▸ Exercise description
Report back each line of the data that contains the word "keyboard".

▸ Input records
━━━
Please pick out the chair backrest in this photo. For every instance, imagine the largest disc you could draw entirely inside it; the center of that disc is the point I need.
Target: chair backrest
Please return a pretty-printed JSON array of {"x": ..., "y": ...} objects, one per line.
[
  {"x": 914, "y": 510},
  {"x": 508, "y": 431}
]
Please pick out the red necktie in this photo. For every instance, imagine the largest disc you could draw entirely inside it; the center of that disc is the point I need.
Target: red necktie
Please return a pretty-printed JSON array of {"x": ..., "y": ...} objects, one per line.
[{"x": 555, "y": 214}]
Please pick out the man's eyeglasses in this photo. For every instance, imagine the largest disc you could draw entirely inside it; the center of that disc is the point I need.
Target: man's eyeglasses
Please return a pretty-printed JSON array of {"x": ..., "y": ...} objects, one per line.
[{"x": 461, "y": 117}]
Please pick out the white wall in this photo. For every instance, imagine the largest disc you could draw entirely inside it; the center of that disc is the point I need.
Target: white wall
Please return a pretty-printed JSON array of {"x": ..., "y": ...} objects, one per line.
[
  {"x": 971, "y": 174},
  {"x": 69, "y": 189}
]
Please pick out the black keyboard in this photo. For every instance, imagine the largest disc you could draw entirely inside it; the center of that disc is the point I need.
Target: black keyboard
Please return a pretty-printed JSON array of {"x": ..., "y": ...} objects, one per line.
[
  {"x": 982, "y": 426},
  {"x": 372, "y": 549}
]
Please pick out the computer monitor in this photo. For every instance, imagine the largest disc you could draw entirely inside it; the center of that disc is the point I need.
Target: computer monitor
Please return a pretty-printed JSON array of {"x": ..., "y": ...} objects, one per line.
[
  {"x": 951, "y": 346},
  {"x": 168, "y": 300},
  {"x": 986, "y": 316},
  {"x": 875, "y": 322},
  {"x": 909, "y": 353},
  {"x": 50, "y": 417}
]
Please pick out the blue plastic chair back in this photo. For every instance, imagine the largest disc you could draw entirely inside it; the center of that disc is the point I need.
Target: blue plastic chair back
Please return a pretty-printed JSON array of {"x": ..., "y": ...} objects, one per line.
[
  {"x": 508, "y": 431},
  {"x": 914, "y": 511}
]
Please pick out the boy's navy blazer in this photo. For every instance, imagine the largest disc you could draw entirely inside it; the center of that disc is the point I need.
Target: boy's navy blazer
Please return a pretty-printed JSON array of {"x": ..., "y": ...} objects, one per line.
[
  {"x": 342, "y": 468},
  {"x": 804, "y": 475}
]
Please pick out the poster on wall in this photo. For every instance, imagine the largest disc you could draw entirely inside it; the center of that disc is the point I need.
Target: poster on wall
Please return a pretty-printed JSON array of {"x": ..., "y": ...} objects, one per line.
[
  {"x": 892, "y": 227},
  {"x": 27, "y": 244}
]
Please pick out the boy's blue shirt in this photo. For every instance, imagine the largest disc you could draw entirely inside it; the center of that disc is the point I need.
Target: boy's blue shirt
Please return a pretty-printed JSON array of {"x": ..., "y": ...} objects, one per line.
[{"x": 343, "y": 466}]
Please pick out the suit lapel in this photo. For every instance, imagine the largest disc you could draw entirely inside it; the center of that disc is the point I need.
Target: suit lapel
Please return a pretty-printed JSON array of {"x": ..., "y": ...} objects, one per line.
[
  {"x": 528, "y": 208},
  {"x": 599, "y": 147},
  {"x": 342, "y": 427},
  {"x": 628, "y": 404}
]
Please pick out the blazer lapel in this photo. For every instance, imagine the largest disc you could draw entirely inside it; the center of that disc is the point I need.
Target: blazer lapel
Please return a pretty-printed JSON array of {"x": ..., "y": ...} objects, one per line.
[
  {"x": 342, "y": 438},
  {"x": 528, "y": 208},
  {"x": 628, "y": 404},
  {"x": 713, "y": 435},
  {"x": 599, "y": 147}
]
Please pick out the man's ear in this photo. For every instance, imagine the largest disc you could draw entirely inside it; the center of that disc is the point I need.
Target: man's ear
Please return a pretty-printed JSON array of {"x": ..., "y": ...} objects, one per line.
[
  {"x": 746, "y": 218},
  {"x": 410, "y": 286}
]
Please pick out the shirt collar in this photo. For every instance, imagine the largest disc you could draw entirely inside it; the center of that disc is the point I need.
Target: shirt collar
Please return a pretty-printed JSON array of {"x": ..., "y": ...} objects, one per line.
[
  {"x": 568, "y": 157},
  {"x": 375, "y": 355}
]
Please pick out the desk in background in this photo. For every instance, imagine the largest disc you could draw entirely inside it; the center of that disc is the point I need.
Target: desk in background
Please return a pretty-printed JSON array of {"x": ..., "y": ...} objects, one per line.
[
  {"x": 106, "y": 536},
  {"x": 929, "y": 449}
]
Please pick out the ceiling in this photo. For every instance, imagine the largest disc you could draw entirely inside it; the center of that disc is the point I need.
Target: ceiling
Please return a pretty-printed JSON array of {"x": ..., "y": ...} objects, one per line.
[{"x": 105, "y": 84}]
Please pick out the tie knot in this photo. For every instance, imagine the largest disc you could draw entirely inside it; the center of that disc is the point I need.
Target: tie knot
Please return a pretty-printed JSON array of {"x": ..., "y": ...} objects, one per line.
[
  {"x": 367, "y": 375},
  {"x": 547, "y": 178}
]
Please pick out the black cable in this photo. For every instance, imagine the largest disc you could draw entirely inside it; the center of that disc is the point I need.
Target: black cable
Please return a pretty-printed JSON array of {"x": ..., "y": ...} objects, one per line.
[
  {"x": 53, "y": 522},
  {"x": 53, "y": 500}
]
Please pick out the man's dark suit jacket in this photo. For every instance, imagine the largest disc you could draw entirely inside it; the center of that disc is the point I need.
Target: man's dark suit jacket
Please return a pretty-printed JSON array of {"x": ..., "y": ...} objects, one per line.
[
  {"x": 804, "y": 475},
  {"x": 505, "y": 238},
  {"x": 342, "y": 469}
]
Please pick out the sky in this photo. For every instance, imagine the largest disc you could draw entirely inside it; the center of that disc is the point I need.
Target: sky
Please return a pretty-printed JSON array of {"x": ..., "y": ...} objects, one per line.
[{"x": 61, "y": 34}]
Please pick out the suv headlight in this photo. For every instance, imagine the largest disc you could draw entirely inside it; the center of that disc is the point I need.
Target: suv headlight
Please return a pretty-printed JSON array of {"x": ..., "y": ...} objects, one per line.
━━━
▸ Completed exercise
Please pick out the black keyboard in this photo. For every instance, imagine the largest disc you could draw entirely inside it; the center of that disc is the point I need.
Target: black keyboard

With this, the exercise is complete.